(WHAT TO DO)
Rewrite the lines from the one containing "Target: gradient sky" up to and including the final line of the entries as a numbered list, leaving out any blank lines.
───── INPUT
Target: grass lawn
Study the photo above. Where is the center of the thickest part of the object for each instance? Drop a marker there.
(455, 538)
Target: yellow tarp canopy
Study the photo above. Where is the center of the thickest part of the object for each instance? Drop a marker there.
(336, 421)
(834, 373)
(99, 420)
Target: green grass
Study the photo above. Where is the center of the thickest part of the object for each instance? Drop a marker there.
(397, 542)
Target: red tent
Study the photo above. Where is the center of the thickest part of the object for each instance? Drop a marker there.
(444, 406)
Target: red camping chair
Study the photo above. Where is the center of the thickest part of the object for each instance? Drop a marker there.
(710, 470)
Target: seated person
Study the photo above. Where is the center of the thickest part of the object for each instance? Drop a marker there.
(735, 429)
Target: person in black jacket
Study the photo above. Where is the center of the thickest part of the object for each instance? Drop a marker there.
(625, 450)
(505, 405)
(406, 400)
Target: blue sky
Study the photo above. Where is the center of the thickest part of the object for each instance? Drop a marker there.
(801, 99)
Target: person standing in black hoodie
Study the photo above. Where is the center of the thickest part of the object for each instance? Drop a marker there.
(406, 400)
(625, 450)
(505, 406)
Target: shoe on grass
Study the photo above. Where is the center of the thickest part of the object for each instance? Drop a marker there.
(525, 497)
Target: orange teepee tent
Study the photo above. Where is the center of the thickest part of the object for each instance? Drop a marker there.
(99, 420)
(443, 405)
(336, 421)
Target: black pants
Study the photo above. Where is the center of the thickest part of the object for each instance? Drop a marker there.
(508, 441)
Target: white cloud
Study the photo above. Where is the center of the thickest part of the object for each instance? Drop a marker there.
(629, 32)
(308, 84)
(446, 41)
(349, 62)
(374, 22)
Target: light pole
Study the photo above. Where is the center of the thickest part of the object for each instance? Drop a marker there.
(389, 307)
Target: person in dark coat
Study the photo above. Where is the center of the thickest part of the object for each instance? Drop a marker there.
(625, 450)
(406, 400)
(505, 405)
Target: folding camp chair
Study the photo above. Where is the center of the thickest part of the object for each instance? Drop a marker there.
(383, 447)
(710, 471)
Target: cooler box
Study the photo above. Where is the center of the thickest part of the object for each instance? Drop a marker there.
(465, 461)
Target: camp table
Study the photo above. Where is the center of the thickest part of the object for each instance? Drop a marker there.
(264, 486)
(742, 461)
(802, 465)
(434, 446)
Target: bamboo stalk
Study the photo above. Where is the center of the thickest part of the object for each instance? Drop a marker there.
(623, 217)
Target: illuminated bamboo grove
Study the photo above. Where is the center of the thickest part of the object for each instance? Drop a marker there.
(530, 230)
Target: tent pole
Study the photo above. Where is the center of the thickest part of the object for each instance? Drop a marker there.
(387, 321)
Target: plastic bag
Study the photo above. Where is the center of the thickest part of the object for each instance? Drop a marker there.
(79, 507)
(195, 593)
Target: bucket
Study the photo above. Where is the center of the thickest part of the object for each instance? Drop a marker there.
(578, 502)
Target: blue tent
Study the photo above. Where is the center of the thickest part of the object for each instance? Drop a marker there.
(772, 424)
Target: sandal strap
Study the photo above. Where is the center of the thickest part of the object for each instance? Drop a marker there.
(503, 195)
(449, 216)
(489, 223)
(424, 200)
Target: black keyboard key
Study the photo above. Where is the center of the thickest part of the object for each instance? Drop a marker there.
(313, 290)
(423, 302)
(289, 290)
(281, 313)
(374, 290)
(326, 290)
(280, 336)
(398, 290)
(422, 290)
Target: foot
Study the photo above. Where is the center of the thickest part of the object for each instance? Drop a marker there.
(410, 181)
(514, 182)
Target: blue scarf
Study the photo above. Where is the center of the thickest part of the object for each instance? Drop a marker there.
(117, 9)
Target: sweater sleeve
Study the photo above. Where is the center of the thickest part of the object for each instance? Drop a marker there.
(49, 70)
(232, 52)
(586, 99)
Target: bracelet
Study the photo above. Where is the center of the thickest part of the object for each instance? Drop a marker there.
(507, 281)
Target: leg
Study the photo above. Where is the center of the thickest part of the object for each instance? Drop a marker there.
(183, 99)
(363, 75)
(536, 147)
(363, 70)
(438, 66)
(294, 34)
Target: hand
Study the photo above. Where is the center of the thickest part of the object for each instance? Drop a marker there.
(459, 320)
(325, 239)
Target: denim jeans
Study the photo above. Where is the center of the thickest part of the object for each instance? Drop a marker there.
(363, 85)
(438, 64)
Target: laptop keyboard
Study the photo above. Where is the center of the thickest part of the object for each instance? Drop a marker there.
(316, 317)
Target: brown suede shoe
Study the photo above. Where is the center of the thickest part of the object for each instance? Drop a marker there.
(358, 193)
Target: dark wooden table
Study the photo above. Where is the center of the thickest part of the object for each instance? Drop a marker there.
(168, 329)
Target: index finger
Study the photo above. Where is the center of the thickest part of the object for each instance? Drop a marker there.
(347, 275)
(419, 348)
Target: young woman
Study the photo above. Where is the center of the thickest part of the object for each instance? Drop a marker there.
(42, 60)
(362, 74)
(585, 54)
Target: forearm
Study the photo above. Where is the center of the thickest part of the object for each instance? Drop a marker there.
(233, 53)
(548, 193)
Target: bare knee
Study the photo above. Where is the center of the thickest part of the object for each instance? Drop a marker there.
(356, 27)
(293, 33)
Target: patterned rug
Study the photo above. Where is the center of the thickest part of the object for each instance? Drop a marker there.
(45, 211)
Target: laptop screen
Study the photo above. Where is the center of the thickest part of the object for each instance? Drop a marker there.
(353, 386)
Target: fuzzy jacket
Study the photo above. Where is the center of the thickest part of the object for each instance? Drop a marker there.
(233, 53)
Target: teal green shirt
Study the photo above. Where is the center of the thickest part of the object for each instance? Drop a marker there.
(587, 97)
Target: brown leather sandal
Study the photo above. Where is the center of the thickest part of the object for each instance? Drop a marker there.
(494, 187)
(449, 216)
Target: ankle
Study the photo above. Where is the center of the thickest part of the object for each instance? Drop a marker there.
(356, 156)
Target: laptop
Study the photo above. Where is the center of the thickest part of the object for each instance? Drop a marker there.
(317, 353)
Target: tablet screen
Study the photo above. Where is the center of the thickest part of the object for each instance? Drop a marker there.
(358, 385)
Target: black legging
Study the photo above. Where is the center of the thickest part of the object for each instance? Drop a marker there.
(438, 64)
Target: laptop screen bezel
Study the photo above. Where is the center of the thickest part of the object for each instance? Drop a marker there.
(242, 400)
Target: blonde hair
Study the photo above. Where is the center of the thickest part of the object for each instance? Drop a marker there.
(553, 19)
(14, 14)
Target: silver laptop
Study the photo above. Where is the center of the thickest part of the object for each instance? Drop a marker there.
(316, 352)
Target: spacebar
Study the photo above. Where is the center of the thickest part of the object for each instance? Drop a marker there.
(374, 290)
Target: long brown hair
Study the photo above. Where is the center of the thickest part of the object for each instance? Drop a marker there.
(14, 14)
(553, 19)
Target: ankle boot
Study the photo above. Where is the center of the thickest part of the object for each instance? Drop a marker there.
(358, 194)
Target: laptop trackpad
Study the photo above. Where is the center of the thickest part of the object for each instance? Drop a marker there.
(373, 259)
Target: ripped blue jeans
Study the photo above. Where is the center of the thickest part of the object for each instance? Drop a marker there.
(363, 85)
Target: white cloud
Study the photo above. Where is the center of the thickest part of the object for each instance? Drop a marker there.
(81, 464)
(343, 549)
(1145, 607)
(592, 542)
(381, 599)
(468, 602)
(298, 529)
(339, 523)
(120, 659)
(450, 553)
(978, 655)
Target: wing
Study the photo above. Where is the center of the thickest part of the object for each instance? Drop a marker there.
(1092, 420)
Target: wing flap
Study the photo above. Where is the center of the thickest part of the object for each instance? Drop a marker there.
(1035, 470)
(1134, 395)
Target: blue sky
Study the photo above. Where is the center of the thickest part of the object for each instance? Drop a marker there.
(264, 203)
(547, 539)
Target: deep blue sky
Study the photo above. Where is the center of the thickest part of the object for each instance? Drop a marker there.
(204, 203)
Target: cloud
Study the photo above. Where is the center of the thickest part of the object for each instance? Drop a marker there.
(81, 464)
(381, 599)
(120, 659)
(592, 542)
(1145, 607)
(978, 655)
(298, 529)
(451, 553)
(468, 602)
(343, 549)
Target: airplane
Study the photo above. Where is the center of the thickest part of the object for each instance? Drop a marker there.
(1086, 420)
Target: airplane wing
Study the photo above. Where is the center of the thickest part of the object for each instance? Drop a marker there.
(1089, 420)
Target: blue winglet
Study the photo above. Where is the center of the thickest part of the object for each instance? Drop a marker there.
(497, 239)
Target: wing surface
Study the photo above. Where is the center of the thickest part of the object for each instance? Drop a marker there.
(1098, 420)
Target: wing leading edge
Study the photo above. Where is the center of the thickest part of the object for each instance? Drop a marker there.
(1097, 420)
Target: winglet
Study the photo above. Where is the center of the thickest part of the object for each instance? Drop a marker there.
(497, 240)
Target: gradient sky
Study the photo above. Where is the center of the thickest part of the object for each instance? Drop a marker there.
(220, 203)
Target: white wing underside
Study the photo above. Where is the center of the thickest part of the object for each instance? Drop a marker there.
──────────
(ANSWER)
1. Target: gradient sky
2. Study the photo above. Where is the center of the thickest part of the object for each instance? Drop a marker there.
3. (220, 203)
4. Target: white wing underside
5. Study the photo above. Where is the center of the thickest part of the object for each instance? Drop a marker there.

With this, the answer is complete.